■ Passage provided ■
┄┄┄┄┄┄┄┄┄┄

Sign in to follow this  

using inline assembly for msvc AND gcc

This topic is 2084 days old which is more than the 365 day threshold we allow for new replies. Please post a new topic.

If you intended to correct an error in the post then please contact us.

Recommended Posts

g'day everyone [img]http://public.gamedev.net//public/style_emoticons/default/smile.png[/img]

I wish to make my project runnable under Windows (DX client, server) and Linux (server only).
Target architectures are x86, x86-64 recommended.
I have a few functions, mostly those related to fixed point arithmetics, which would benefit from inline assembly.

but MSVC and GCC are very different in terms of declaring an asm block, not to mention different in the asm syntax itself...

┄┄┄┄┄┄┄┄┄┄

■ Written request ■
In the forum post about inline assembly for MSVC and GCC, which target architectures are named?

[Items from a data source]

┄┄┄┄┄┄┄┄┄┄

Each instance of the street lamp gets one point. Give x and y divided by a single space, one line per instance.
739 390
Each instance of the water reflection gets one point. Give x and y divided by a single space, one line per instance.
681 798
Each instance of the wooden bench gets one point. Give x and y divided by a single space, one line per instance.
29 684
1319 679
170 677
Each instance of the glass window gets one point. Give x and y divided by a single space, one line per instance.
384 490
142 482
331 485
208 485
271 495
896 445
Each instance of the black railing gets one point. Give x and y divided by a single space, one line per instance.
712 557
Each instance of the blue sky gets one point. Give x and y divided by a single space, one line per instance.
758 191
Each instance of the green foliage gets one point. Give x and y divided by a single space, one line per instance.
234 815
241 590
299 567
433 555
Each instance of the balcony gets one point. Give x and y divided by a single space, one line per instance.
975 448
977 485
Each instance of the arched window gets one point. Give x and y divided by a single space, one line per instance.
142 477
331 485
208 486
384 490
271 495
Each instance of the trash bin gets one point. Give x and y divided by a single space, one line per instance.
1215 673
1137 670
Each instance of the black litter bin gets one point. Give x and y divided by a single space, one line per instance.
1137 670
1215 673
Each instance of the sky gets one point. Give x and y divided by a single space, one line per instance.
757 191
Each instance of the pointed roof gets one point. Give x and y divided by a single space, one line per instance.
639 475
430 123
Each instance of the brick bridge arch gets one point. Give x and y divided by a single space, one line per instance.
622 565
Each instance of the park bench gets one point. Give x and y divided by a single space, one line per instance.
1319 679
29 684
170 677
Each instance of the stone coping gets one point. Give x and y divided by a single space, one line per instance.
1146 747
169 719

┄┄┄┄┄┄┄┄┄┄

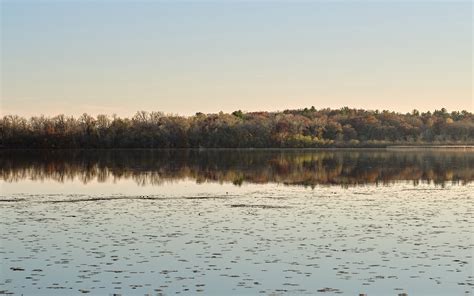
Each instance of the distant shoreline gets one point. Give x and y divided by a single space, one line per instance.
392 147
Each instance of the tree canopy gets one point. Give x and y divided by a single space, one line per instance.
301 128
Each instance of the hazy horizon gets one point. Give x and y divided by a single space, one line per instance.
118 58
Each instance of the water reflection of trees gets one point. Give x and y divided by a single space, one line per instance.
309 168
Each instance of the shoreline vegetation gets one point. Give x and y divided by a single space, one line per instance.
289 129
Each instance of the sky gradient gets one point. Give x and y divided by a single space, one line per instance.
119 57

┄┄┄┄┄┄┄┄┄┄

■ Reply ■
x86, with x86-64 recommended.